▶ ASSIGNMENT
Transcribe the part of the article on Iraqi prison conditions that begins at the words "The Independent High Commission" and stops after the words "cases being heard.".

▶ PROVIDED TEXT
The Independent High Commission for Human Rights said prison conditions remained poor despite numerous calls for action in the past.

The capture of thousands of suspected members of ISIS has increased the number of detainees and overloaded Iraq's criminal justice system. Many of the fighters from the extremist militant group need extensive medical and psychological treatment, but prisons lack rehabilitation centres due to a shortage of finance, according to rights commission member Hemin Baglan.

“The situation of prisons in Iraq are very poor,” Mr Baglan said, adding that most of the prisoners had been held for years without their cases being heard.

“The prisons are overcrowded, especially as more than 28,000 prisoners have been charged but an additional 29,000 are still waiting to be charged,” he said.

Mr Baglan said the commission applied international standards in assessing prisons and the poor conditions was affecting the prisoners's well-being.

“It is contributing to the spread of skin diseases and infections among the inmates,” he said.

Last April, Human Rights Watch (HRW) also reported the persistent use of torture in Iraqi jails, especially in Mosul’s Faisaliya prison.

The NGO documented new torture allegations earlier this year in prisons in the northern city, about six months after publishing a report on what it said were “chilling” abuses there and in two nearby facilities.

Faisaliya is located in eastern Mosul, the battered Iraqi city that was ISIS's de facto capital for three years before security forces recaptured it in late 2017.

The new reports come from a detainee held in Faisaliya in early 2019. He described guards beating groups of naked detainees on their feet with plastic piping until they confessed to being affiliated with ISIS.

The prisoner said guards also waterboarded detainees and suspended them from the ceiling with their hands tied behind their backs.

"If the Iraqi government ignores credible reports of torture, it's no wonder that the abuses persist," said Lama Fakih, HRW's deputy Middle East director.

"What will it take for the authorities to take torture allegations seriously?"

▶ ENTRIES PROVIDED
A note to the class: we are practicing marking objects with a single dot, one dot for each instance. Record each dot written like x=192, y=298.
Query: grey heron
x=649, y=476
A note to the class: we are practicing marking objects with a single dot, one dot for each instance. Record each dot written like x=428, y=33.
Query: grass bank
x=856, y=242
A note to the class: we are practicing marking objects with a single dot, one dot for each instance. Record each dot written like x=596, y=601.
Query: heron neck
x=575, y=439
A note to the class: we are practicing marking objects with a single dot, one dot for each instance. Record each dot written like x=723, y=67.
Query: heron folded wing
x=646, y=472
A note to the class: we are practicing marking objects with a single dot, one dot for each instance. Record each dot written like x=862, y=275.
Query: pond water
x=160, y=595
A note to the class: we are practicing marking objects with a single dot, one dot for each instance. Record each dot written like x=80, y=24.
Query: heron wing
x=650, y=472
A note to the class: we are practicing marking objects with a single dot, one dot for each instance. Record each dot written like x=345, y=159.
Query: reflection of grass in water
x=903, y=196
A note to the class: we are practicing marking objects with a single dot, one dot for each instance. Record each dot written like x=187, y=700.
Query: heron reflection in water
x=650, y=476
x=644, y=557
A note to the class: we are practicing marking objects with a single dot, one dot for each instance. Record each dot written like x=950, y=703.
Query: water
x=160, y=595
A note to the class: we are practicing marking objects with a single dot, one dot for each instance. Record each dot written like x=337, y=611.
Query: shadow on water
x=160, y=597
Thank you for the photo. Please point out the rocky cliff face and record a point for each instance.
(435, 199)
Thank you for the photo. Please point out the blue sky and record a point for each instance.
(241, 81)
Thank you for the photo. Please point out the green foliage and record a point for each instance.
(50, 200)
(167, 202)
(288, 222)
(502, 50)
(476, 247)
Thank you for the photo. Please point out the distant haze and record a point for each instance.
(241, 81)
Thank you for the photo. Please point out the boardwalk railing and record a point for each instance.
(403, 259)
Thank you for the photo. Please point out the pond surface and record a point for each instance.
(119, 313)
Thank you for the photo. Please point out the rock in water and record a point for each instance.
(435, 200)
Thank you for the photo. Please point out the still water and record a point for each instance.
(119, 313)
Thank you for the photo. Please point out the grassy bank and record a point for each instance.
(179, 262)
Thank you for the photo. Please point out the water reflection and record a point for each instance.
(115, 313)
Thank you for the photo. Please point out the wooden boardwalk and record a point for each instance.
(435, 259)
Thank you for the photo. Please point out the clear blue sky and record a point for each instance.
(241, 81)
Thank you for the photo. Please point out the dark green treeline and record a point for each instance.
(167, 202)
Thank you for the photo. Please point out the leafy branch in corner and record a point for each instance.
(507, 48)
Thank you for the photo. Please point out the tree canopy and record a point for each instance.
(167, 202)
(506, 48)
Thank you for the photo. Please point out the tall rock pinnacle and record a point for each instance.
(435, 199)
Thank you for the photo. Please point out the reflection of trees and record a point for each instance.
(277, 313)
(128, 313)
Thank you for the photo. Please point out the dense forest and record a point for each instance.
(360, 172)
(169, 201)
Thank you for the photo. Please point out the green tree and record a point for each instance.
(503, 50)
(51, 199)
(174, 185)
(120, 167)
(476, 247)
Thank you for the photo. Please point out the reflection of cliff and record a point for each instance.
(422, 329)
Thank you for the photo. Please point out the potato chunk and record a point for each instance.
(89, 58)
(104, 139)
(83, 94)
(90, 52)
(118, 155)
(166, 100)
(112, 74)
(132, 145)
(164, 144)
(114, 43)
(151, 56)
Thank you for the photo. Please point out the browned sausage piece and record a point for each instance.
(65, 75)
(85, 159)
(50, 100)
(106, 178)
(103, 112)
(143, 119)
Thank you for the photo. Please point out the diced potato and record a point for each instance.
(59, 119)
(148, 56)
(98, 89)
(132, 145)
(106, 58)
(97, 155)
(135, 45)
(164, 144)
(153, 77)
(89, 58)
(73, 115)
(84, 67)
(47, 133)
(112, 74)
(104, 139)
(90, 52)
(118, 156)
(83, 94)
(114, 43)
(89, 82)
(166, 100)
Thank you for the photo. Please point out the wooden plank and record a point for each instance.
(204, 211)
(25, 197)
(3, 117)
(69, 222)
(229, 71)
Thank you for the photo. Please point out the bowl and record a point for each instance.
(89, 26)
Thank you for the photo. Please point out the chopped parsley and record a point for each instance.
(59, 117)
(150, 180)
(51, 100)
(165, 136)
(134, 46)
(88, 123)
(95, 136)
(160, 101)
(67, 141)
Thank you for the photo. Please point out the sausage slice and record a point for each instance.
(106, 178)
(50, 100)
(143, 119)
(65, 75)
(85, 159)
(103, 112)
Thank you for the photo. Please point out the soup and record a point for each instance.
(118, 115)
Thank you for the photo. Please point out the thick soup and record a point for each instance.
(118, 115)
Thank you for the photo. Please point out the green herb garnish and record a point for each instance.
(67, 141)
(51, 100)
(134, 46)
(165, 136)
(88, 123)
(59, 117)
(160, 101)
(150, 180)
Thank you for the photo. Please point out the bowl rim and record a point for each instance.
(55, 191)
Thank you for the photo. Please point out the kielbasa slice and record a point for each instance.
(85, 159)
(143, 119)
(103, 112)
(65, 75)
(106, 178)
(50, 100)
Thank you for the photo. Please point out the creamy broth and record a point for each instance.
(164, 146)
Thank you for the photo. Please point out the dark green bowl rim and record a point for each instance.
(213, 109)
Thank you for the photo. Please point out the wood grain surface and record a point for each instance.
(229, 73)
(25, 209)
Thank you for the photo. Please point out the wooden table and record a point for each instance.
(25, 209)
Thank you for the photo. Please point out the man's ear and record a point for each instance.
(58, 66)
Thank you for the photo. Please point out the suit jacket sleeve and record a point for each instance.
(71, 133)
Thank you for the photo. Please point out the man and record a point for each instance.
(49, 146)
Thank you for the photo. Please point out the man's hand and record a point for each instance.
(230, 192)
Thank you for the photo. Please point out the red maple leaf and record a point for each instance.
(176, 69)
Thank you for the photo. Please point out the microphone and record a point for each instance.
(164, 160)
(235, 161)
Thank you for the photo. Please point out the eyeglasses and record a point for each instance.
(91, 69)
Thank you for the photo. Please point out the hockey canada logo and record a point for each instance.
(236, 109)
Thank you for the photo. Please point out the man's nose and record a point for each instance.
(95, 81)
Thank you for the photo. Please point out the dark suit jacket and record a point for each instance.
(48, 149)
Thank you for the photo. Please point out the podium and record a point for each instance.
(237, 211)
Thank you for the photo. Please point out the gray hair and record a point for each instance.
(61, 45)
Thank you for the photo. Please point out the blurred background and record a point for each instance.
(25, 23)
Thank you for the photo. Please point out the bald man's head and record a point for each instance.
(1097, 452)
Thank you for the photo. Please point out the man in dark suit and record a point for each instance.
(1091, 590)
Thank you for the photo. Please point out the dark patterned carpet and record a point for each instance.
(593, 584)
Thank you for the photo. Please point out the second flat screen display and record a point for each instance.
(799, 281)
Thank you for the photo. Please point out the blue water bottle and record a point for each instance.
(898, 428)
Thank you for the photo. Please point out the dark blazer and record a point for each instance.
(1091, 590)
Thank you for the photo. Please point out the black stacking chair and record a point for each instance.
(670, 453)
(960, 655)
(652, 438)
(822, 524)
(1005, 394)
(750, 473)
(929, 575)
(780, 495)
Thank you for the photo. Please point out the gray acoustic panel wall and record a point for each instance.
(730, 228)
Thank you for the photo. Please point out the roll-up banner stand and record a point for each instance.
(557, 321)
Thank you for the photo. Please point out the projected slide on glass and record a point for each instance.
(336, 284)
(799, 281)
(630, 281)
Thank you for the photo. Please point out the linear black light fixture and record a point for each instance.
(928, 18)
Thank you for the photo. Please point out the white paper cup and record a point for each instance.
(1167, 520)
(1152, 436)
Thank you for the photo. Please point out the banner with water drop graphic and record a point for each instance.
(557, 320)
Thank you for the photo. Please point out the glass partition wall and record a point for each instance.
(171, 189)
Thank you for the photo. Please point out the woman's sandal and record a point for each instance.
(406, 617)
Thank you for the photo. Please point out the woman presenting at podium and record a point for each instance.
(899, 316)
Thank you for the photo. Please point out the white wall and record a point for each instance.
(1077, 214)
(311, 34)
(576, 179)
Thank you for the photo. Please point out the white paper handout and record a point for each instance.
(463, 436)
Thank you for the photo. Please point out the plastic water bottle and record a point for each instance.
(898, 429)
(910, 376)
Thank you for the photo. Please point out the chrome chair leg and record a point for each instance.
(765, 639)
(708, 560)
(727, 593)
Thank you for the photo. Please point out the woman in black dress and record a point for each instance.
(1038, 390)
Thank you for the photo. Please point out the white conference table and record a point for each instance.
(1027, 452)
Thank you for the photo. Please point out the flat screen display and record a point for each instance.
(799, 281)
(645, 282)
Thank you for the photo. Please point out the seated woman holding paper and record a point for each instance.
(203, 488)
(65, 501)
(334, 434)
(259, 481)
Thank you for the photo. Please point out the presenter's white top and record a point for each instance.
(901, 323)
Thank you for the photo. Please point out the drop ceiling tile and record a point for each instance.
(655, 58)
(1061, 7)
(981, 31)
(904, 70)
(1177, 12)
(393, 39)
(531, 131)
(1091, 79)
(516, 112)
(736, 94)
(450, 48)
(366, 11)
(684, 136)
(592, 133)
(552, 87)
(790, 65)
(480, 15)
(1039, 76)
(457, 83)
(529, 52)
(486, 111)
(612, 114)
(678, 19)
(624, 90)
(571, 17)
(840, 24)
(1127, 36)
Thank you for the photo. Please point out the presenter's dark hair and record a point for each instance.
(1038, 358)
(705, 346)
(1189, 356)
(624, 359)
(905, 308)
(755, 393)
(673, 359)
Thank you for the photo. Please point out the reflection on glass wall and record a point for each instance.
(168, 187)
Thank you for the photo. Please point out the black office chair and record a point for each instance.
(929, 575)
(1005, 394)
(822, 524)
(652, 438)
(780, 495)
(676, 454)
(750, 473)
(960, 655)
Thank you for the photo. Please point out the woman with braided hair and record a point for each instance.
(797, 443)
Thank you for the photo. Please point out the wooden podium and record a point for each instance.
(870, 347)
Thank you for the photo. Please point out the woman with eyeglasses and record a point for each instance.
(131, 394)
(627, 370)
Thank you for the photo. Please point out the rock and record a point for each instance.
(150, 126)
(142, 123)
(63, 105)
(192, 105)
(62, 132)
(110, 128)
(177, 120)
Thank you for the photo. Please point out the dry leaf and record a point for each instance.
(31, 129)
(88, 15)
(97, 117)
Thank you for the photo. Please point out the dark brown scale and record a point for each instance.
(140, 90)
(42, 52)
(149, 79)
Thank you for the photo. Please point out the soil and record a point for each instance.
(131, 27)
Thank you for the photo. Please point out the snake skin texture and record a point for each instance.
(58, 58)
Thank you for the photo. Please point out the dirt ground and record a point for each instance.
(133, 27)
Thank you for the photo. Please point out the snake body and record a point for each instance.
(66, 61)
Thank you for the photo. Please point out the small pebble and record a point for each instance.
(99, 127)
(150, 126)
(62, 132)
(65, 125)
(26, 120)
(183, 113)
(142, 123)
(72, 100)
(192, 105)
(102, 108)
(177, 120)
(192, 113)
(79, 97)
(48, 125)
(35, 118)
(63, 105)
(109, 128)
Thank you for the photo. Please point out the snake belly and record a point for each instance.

▶ YOUR SOLUTION
The Independent High Commission for Human Rights said prison conditions remained poor despite numerous calls for action in the past.

The capture of thousands of suspected members of ISIS has increased the number of detainees and overloaded Iraq's criminal justice system. Many of the fighters from the extremist militant group need extensive medical and psychological treatment, but prisons lack rehabilitation centres due to a shortage of finance, according to rights commission member Hemin Baglan.

“The situation of prisons in Iraq are very poor,” Mr Baglan said, adding that most of the prisoners had been held for years without their cases being heard.